• _Given problem_:
Retype all of the records below word for word, keeping each line as it is.

• _Input records_:
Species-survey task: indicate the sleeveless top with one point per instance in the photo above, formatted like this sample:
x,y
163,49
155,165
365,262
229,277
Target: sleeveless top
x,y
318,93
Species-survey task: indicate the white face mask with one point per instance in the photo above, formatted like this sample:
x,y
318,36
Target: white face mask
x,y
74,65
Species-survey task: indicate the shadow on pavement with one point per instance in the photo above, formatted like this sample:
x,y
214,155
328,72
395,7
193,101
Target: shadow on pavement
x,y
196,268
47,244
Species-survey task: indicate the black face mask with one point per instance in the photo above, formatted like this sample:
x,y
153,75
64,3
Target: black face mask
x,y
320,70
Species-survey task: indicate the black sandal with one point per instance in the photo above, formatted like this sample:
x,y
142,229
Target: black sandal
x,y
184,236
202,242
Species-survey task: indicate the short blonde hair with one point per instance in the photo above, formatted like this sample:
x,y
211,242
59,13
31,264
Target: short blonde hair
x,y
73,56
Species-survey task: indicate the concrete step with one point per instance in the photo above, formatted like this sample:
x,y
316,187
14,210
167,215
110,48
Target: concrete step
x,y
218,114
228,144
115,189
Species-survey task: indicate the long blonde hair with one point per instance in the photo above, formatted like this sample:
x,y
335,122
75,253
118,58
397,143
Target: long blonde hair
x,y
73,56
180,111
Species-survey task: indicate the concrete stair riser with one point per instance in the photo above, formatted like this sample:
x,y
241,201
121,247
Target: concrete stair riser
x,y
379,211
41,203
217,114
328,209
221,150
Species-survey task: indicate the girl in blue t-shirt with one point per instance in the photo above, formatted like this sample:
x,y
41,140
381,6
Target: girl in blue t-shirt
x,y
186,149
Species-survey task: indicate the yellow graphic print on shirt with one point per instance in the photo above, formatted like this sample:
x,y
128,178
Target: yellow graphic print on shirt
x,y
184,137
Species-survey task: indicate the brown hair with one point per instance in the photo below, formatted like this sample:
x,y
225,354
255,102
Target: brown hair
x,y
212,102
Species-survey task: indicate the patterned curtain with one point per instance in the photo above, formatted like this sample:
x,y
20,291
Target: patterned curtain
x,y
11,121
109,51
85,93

• _Written response_:
Species-survey task: indicate the sleeveless top with one point per instance in the photo above, formatted like this sample:
x,y
163,49
155,165
365,262
229,277
Target: sleeveless top
x,y
318,93
Species-survey task: indicate the white face mask with one point per instance in the photo above, formatted like this sample:
x,y
318,36
Target: white face mask
x,y
74,65
Species-survey task: indicate the shadow on pavement with one point per instance in the photo above, formatted like this sample:
x,y
214,155
328,72
395,7
193,101
Target: shadow on pavement
x,y
196,268
47,244
Species-survey task: indicate the black face mask with one point per instance in the photo above, formatted like this sample:
x,y
153,75
64,3
Target: black face mask
x,y
320,70
Species-survey task: indicate the black sandal with one point per instance in the photo above, formatted like this sample:
x,y
142,229
Target: black sandal
x,y
184,236
202,242
Species-survey task: indicate the short blonde hair with one point per instance in the photo above, formatted like this sample:
x,y
211,242
59,13
31,264
Target: short blonde hair
x,y
73,56
Species-survey task: indicate the concrete step with one point per instance in the photo above, formatted like this sample:
x,y
316,187
14,210
167,215
110,48
Target: concrete step
x,y
218,114
228,144
115,189
Species-survey task: indicate the long blonde hair with one point per instance in the photo above, formatted like this sample:
x,y
335,122
75,253
118,58
397,143
Target: long blonde hair
x,y
73,56
180,111
Species-survey task: indicate the concrete stair riser with one point per instance in the photo above, formatted like this sample:
x,y
241,201
121,247
Target: concrete stair riser
x,y
379,211
41,203
217,114
328,209
221,150
Species-survey task: indicate the girl in blue t-shirt with one point per instance in the photo above, formatted like this sample:
x,y
41,140
381,6
Target: girl in blue t-shirt
x,y
186,149
Species-survey task: indicate the yellow graphic print on shirt with one point per instance in the photo above, formatted like this sample:
x,y
128,178
Target: yellow graphic print on shirt
x,y
184,137
Species-survey task: indicate the brown hair with one point per instance in the photo below, formatted like this sample:
x,y
225,354
255,102
Target: brown hair
x,y
212,102
Species-survey task: indicate the patterned curtain with one point per instance in the photo above, formatted like this sample:
x,y
20,291
Target: patterned curtain
x,y
11,121
109,51
85,93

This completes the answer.